■ Try it
Without skipping or changing anything, print all the entries.

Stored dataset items
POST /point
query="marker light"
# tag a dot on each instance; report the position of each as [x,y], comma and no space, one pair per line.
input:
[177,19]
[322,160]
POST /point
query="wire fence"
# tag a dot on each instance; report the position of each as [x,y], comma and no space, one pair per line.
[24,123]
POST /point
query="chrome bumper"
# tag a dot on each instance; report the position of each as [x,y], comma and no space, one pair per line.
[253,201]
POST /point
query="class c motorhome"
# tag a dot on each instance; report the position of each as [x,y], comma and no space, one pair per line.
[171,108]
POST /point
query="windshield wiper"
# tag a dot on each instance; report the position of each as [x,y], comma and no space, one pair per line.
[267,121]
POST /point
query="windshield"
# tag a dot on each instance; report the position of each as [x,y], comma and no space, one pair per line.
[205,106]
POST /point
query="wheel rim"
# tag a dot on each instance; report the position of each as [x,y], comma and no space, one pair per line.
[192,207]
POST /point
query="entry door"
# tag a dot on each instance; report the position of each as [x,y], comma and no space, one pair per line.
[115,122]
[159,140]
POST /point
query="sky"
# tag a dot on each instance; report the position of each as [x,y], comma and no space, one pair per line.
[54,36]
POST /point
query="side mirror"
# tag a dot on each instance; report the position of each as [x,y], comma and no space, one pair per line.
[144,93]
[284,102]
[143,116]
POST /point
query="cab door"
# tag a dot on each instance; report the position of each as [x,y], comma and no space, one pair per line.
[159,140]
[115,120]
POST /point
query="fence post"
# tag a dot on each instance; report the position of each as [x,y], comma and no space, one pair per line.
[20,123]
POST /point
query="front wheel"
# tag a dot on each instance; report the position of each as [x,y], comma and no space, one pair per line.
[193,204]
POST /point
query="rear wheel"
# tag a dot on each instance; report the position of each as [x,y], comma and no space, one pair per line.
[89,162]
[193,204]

■ Reply
POST /point
query="marker light"
# tag a dot on each instance; report the position of each as [x,y], comma and no space, one pair per line.
input:
[177,19]
[322,160]
POST /point
query="wire fence"
# tag a dot on each instance; report the position of each as [x,y], comma and no space, one pair per line.
[24,123]
POST /point
query="chrome bumper"
# tag a dot on each instance; report the position of each as [x,y], comma and no space, one pair per line.
[253,201]
POST /point
query="class c motorhome"
# tag a dot on each instance; report the position of each as [x,y], comma and no space, one pair per line.
[171,108]
POST /point
query="windshield wiper"
# tag a dot on each instance; report the position of each as [x,y], comma and no space, one pair per line.
[267,121]
POST /point
query="windshield"
# tag a dot on each instance; report the position of each as [x,y], comma and no space, one pair per line.
[205,106]
POST /point
query="wheel rim"
# tag a dot on each instance; report the position of each as [x,y], comma and no space, one pair per line.
[192,207]
POST /point
query="entry door"
# tag a dot on each instance; report the position of each as [x,y], comma and no space, one pair per line.
[115,122]
[159,140]
POST /point
query="sky"
# tag a dot on each instance; report the position of each as [x,y], comma and no space, one pair per line.
[54,36]
POST /point
query="side mirror"
# tag a dot on each instance; report the position of each as [x,y], comma and no space, one pair per line.
[144,93]
[284,102]
[143,116]
POST /point
query="cab door"
# tag a dot on each instance; report the position of each as [x,y], comma and no space, one pair per line.
[159,140]
[115,120]
POST /point
query="fence post"
# tag a dot on each instance; report the position of each as [x,y], comma and no space, one pair per line.
[20,123]
POST /point
query="front wheel"
# tag a dot on each instance; report the position of each as [x,y], comma and no space, one pair per line.
[193,204]
POST /point
query="rear wheel"
# tag a dot on each instance; report the position of each as [x,y], comma and no space, one pair per line.
[89,162]
[193,204]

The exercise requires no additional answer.